[PROVIDED TEXT]
○ ○ ○

That wasn’t totally like the ecumenical councils because not everybody was there. All the churches weren’t represented. So it’s, you know, it’s not an ecumenical council like the early church councils and it’s not just a gathering of the Holland churches. It’s something in between that where lots of reformed churches were represented. The Lutherans weren’t, however, for instance.

So they began their meeting with prayer and fasting and they took an oath before God to discern the truth of the scriptures and they met for about six months from November in 1618 and then they finally concluded in May of 1619. By the way, one of the other things that they decided to do is to produce a Dutch version of the Bible taken from the original languages in Hebrew and Greek. So there was another side benefit. They actually had an accurate Dutch version of the Bible based on the original languages.

Now, the Remonstrants, the guys that objected to the Belgic Confession, they wrote up their objections in five sections, paragraphs or sections, I guess is better, not paragraphs, but sections. And the term that you’ll hear used is there were five heads of doctrine. So, five sections with headers at the top. And they said, “Well, these are the five things that we think the Belgic Confession has wrong.”

And the response of the synod—Synod means a convocation of the churches. The response were the Canons or laws of the churches. Canon just means law or standard. They decided that the Remonstrants were all wrong. And so they wrote their response to the Remonstrance to their five heads of doctrine in basically five sections as well. Though as your outline shows, sections three and four of the Remonstrance was combined into one section from the Canons of Dort.

And so the Remonstrants, you know, rejected the idea that God sovereignly elected people. Instead, the Remonstrants said God elects people based on foreseen faith. So they said that God looks down history and you know, he sees Don Rogers and he sees Don and then at some point in Don’s life, Don says yes to Jesus and then God says, “Okay, I choose him. He foresees faith in Don and chooses him on the basis of that faith. That’s what Remonstrant said.

And so the first head of doctrine, the response to that spoke about divine election and reprobation. So the first head of doctrine, the first Canons of Dort, the first section was about election. And a summary way of saying it, they didn’t put it this way, but a summary way of saying is they taught unconditional election. That God’s election choice of us is not conditioned upon anything in the creature, not foreseen faith certainly or anything else that God foresaw.

So that’s unconditional election.

The second head of doctrine has to do with the death of Christ. The Remonstrance said that Jesus died for everybody, made atonement for everybody’s sins. And the church said, “No, that’s not orthodox. That’s heterodox. That’s wrong. Makes you a false believer if you believe that stuff.” In point of fact, the death of Christ was for his people. So the second section was called the death of Christ and the redemption of men thereby. And this has become known as limited atonement. Not limited in its value or but limited in who Jesus died for. He died specifically for his sheep as the scriptures clearly teach.

○ ○ ○

[MATERIAL]
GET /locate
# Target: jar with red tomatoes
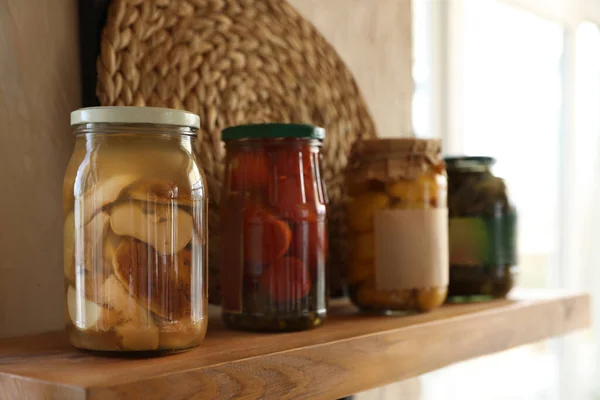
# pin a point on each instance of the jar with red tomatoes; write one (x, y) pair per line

○ ○ ○

[COMPLETE THE FOLLOWING]
a - Condense the paragraph of the lecture transcript that begins "So they began their meeting with prayer" into a short bulleted list that keeps its main facts.
b - Transcribe the lecture transcript word for word between "And so the first" and "that’s unconditional election.", inclusive.
The material has no connection to the lecture transcript.

[SOLUTION LIST]
a -
- The meeting opened with prayer and fasting, and the participants swore an oath before God to discern the truth of the scriptures.
- It ran for about six months, from November 1618 until it concluded in May 1619.
- The participants also decided to produce a Dutch Bible translated from the original Hebrew and Greek.
- As a side benefit, this gave them an accurate Dutch version based on the original languages.

b -
And so the first head of doctrine, the response to that spoke about divine election and reprobation. So the first head of doctrine, the first Canons of Dort, the first section was about election. And a summary way of saying it, they didn’t put it this way, but a summary way of saying is they taught unconditional election. That God’s election choice of us is not conditioned upon anything in the creature, not foreseen faith certainly or anything else that God foresaw.

So that’s unconditional election.